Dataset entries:
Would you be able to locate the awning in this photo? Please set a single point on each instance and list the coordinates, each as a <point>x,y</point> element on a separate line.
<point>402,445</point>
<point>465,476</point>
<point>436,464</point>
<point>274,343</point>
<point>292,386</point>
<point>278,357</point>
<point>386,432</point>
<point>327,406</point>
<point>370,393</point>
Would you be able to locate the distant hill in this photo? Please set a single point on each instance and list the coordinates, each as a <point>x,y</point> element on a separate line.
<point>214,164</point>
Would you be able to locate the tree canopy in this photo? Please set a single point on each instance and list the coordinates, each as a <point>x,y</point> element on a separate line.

* * *

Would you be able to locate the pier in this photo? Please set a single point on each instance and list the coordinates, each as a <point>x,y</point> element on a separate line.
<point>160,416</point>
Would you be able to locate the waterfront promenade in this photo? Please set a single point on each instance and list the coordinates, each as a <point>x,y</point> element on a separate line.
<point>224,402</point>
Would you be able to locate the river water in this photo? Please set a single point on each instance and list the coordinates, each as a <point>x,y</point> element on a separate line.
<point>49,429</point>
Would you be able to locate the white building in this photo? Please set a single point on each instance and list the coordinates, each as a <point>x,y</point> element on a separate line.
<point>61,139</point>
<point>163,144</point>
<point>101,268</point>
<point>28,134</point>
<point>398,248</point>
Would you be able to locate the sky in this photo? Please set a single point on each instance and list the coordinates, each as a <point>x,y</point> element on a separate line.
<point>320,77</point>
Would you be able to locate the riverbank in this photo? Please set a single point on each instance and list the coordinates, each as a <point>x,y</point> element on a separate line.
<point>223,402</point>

■ **What needs to be done**: Transcribe the records above exactly, beginning at the line that contains "Would you be able to locate the awning" and ending with the line that contains "Would you be able to locate the tree", both included, and nothing else.

■ **Result below**:
Would you be able to locate the awning in this photo? Please set a single point on each instance and list the coordinates, each as a <point>x,y</point> element on a separate line.
<point>402,445</point>
<point>465,476</point>
<point>436,464</point>
<point>274,343</point>
<point>292,386</point>
<point>278,357</point>
<point>386,432</point>
<point>327,406</point>
<point>370,393</point>
Would you be able to locate the distant hill in this photo? Please set a single point on each instance and list the coordinates, each as a <point>x,y</point> element on a separate line.
<point>214,164</point>
Would you be able to locate the tree canopy in this photo? Please set a single point on each instance and list the coordinates, each as a <point>x,y</point> element on a separate line.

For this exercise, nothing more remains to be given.